SET EXERCISE: Please reproduce the listing below word for word, leaving out no line.

EXERCISE INPUT:

◆ ◆ ◆ ◆ ◆ ◆ ◆

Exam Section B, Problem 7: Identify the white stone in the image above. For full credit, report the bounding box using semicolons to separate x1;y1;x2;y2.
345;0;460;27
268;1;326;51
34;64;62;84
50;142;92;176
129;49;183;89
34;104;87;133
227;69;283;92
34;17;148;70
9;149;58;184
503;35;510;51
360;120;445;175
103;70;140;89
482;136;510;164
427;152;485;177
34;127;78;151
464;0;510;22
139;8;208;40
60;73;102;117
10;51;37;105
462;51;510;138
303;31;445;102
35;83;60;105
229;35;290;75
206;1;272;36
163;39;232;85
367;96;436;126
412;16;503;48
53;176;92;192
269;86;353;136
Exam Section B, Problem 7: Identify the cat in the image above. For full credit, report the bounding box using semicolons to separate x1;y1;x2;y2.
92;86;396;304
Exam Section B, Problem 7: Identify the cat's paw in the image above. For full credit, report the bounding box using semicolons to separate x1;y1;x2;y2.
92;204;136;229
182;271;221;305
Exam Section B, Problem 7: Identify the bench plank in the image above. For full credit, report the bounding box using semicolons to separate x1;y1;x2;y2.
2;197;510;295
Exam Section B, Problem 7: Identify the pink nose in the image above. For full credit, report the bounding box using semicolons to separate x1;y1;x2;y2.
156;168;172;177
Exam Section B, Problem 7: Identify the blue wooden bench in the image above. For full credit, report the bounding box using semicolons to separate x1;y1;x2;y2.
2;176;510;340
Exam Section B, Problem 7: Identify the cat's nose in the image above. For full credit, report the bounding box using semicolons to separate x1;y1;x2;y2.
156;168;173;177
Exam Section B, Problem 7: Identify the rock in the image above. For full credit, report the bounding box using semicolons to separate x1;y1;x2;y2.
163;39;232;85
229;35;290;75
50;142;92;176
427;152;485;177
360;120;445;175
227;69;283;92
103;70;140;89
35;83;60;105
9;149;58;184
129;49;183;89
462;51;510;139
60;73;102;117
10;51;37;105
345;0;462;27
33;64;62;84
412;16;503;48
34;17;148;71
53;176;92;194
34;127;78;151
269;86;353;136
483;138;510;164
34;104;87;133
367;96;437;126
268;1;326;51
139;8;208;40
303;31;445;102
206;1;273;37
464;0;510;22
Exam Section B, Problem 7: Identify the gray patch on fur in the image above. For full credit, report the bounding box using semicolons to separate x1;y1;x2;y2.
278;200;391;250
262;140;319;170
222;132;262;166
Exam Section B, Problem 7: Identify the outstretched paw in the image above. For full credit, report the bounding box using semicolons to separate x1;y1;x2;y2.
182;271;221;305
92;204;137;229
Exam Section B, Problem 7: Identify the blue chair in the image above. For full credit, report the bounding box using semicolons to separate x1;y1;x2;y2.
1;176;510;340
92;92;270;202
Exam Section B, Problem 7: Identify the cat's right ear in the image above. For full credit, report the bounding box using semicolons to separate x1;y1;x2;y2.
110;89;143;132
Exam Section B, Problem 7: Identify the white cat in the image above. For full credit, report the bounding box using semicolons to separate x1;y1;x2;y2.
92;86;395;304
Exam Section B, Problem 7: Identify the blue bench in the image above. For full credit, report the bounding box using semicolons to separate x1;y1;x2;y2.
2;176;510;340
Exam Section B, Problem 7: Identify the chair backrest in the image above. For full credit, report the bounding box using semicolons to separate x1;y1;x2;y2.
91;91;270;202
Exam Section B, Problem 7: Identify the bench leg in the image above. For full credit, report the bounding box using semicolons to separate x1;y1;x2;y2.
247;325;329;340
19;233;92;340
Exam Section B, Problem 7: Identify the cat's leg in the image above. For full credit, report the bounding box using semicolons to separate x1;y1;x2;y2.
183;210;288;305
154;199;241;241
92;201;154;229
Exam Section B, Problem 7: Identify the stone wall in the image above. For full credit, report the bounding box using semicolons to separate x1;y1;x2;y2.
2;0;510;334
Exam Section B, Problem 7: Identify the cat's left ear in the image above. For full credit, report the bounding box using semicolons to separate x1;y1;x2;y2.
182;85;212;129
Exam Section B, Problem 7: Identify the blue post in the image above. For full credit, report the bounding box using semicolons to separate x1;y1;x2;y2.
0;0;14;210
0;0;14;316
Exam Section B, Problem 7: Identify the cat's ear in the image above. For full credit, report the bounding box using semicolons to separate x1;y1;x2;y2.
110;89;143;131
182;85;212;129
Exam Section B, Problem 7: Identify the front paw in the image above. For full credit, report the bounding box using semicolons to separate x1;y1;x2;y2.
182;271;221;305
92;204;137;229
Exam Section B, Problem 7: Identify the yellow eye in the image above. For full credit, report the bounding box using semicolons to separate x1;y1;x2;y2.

◆ ◆ ◆ ◆ ◆ ◆ ◆

TASK ANSWER:
Exam Section B, Problem 7: Identify the white stone in the image above. For full credit, report the bounding box using semicolons to separate x1;y1;x2;y2.
345;0;460;27
268;1;326;51
34;64;62;84
50;142;92;176
129;49;183;89
34;104;87;133
227;69;283;92
34;17;148;70
9;149;58;184
503;35;510;51
360;120;445;175
103;70;140;89
482;136;510;164
427;152;485;177
34;127;78;151
464;0;510;22
139;8;208;40
60;73;102;117
10;51;37;105
462;51;510;138
303;31;445;102
35;83;60;105
229;35;290;75
206;1;272;36
163;39;232;85
367;96;436;126
412;16;503;48
53;176;92;192
269;86;353;136
Exam Section B, Problem 7: Identify the cat in the image above. For full credit, report the bounding box using semicolons to separate x1;y1;x2;y2.
92;86;396;304
Exam Section B, Problem 7: Identify the cat's paw in the image above. For full credit, report the bounding box using semicolons to separate x1;y1;x2;y2.
92;204;136;229
182;271;221;305
Exam Section B, Problem 7: Identify the bench plank in the image above. For full credit, report the bounding box using semicolons to separate x1;y1;x2;y2.
2;197;510;295
Exam Section B, Problem 7: Identify the pink nose in the image above. For full credit, report the bounding box using semicolons to separate x1;y1;x2;y2.
156;168;172;177
Exam Section B, Problem 7: Identify the blue wooden bench in the image above. For full credit, report the bounding box using semicolons to separate x1;y1;x2;y2.
2;176;510;340
Exam Section B, Problem 7: Identify the cat's nose in the image above. For full credit, report the bounding box using semicolons to separate x1;y1;x2;y2.
156;168;173;177
Exam Section B, Problem 7: Identify the rock in the image above. For full credit, report the bounding box using semicolons to separate x1;y1;x2;y2.
163;39;232;85
229;35;290;75
50;142;92;176
427;152;485;177
360;120;445;175
227;69;283;92
103;70;140;89
35;83;60;105
9;149;58;184
129;49;183;89
462;51;510;139
60;73;102;117
10;51;37;105
345;0;462;27
33;64;62;84
412;16;503;48
34;17;148;71
53;176;92;194
34;127;78;151
269;86;353;136
483;138;510;164
34;104;87;133
367;96;437;126
268;1;326;51
139;8;208;40
303;31;445;102
206;1;273;37
464;0;510;22
Exam Section B, Problem 7: Identify the gray patch on fur in the image above. For full credit, report the bounding box using semicolons to separate x1;y1;x2;y2.
278;200;391;250
262;140;319;170
222;132;262;166
Exam Section B, Problem 7: Identify the outstretched paw in the image above. For full credit, report the bounding box using semicolons to separate x1;y1;x2;y2.
182;271;221;305
92;204;137;229
Exam Section B, Problem 7: Identify the blue chair in the image above. For full credit, report the bounding box using semicolons to separate x1;y1;x2;y2.
1;176;510;340
92;92;270;202
Exam Section B, Problem 7: Identify the cat's right ear in the image above. For full credit, report the bounding box using semicolons to separate x1;y1;x2;y2.
110;89;143;132
Exam Section B, Problem 7: Identify the white cat in the image above. For full credit, report the bounding box using semicolons to separate x1;y1;x2;y2.
92;86;395;304
Exam Section B, Problem 7: Identify the blue bench in the image above. For full credit, report the bounding box using semicolons to separate x1;y1;x2;y2.
2;176;510;340
Exam Section B, Problem 7: Identify the chair backrest in the image above. For full credit, report the bounding box using semicolons to separate x1;y1;x2;y2.
91;91;270;202
Exam Section B, Problem 7: Identify the bench leg in the image above. For full credit, report the bounding box using semicolons to separate x1;y1;x2;y2.
247;325;329;340
19;233;92;340
Exam Section B, Problem 7: Identify the cat's leg in the image above. For full credit, report the bounding box using semicolons to separate x1;y1;x2;y2.
183;210;288;305
154;199;241;241
92;201;154;229
Exam Section B, Problem 7: Identify the stone wall in the image above. For full credit, report the bounding box using semicolons to separate x1;y1;x2;y2.
2;0;510;334
Exam Section B, Problem 7: Identify the cat's left ear in the image above. For full credit, report the bounding box using semicolons to separate x1;y1;x2;y2.
182;85;212;129
Exam Section B, Problem 7: Identify the blue post in the image above. For full credit, report the bounding box using semicolons to separate x1;y1;x2;y2.
0;0;14;210
0;0;14;316
Exam Section B, Problem 7: Identify the cat's ear in the image above. For full credit, report the bounding box using semicolons to separate x1;y1;x2;y2.
110;89;143;131
182;85;212;129
Exam Section B, Problem 7: Identify the front paw in the image above. For full credit, report the bounding box using semicolons to separate x1;y1;x2;y2.
182;271;221;305
92;204;137;229
Exam Section B, Problem 7: Identify the yellow eye in the image above. For full credit, report the bounding box using semicolons to separate x1;y1;x2;y2.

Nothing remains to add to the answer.